NON-QUALIFIED STOCK OPTION NOTICE

 

 

 

Eamonn O’Hare

[INTENTIONALLY OMITTED]

 

 

 

This Option Notice (the “Notice”)   dated as of September 16, 2009 (the “Grant Date”) is being sent to you by Virgin Media Inc. (including any successor company, the “Company”).  As you are presently serving as an employee of Virgin Media Inc. or one of its subsidiary corporations, in recognition of your services and pursuant to the Virgin Media Inc. 2006 Stock Incentive Plan (the “Plan”) the Company has granted you the Option provided for in this Notice (the “Option”). The Option is subject to the terms and conditions set forth in the Plan, which is incorporated herein by reference, and defined terms used but not defined in this Notice shall have the meaning set forth in the Plan.

 

1.  Grant of Option .  The Company hereby irrevocably grants to you, as of the Grant Date, an option to purchase up to 390,000 shares of the Company’s Common Stock at a price of $12.86   per share (the “Option”).  The Option is not intended to qualify as an incentive stock option under U.S. tax laws and it is not intended to qualify as an approved option under U.K. tax laws.

 

2.  Vesting .    The Option shall vest as follows:

 

i.  

As to 78,000 shares if performance conditions established by the Chief Executive Officer of the Company and the Compensation Committee have been met and you have remained continuously employed by the Company from the Grant Date through the first anniversary of the commencement of your full-time employment with the Company (the “Tranche 1 Vesting Date”);

 

ii.

> [Set task]:
Reproduce the stock option notice word for word between "Eamonn O’Hare" and "in the Plan.", inclusive.

> [Supplied information]:

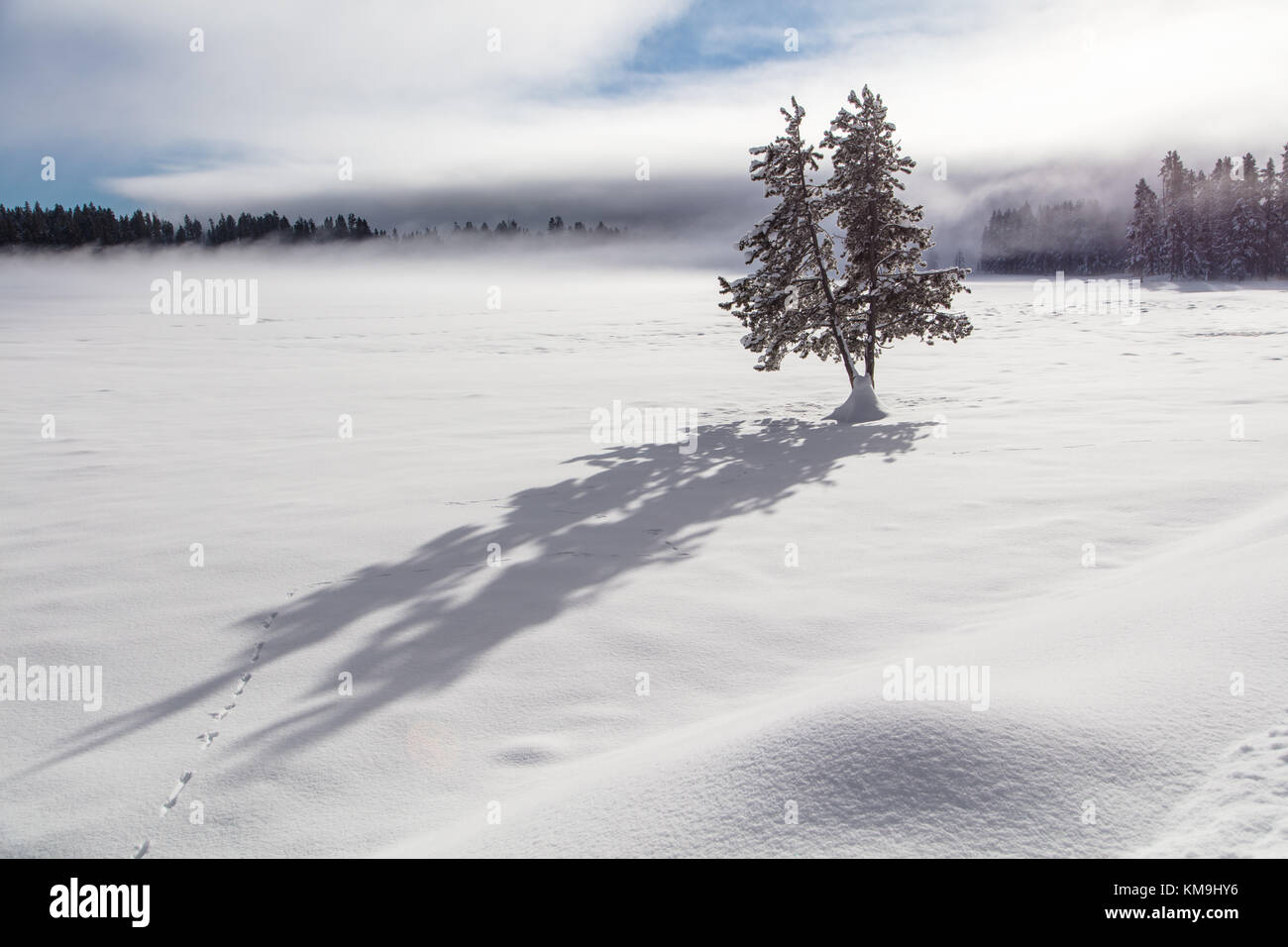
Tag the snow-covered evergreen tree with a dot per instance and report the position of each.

> [Result]:
Eamonn O’Hare

[INTENTIONALLY OMITTED]

 

 

 

This Option Notice (the “Notice”)   dated as of September 16, 2009 (the “Grant Date”) is being sent to you by Virgin Media Inc. (including any successor company, the “Company”).  As you are presently serving as an employee of Virgin Media Inc. or one of its subsidiary corporations, in recognition of your services and pursuant to the Virgin Media Inc. 2006 Stock Incentive Plan (the “Plan”) the Company has granted you the Option provided for in this Notice (the “Option”). The Option is subject to the terms and conditions set forth in the Plan, which is incorporated herein by reference, and defined terms used but not defined in this Notice shall have the meaning set forth in the Plan.